Is Secret Rendezvous secretly better than Wheel of Fortune?

Ok, I know that this may seem crazy, and I admit that the question is phrased to be provocative, but hear me out.

Wheel of Fortune is considered a red staple and sees play (as of today) in 23 thousand EDH decks according to EDHREC.

This card is undoubtedly powerful, so powerful that it's banned in Legacy and restricted in Vintage. The reason is that it can allow the caster to draw 7 cards for only 3 mana, a cards-to-mana ratio that is probably surpassed only by the power 9 member Ancestral Recall, and equaled by another power 9, Timetwister.

The dowinside, of course, is that your opponent will also draw cards from Wheel of Fortune. There are ways to negate this downside in 2-players games, for example: making sure that you have fewer cards than your opponent when you cast the Wheel, winning on the turn you cast it, or preventing your opponent from drawing cards with Notion Thief, Narset, Parter of Veils or similar effects.

In EDH, the downside can be even worse since you're giving cards to all of your opponents. Let's say that each player in a 4-players game has 3 cards in hand when you cast Wheel of Fortune: you will discard 2 and draw 7, gaining a card advantage of +5, but your opponents will collectively gain a card advantage of +12! You can easily see how this is an extremely bad exchange.

Brief: Please write the next part of the essay comparing Wheel of Fortune and Secret Rendezvous, picking up right after its last paragraph.

Recorded data:
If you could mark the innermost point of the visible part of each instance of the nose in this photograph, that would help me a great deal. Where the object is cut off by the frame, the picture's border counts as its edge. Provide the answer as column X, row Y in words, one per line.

Result of the task:
Of course, there are situations where it's worth to do this exchange, as mentioned above: maybe you can flash in a Notion Thief, or maybe you win the game on the same turn, so that it's less relevant that your opponents drew a new hand of cards. In this case, playing the Wheel is the right call. 

In addition to this, Wheel effect are very powerful with specific commanders, such as Nekusar, the Mindrazer or Xyris, the Writhing Storm, or Rielle, the Everwise. Moreover, they combo with specific cards, such as Smothering Tithe. I should also mention that a Wheel can be used to disrupt your opponent's plans, for example by making them discard the game-winning card they just tutored.

That said, I've seen several games in which a player casts a Wheel of Fortune or a Reforge the Soul just to "draw some cards", with no way to take more advantage from the play than their opponent. Often this results in a huge net card disadvantage, as discussed above.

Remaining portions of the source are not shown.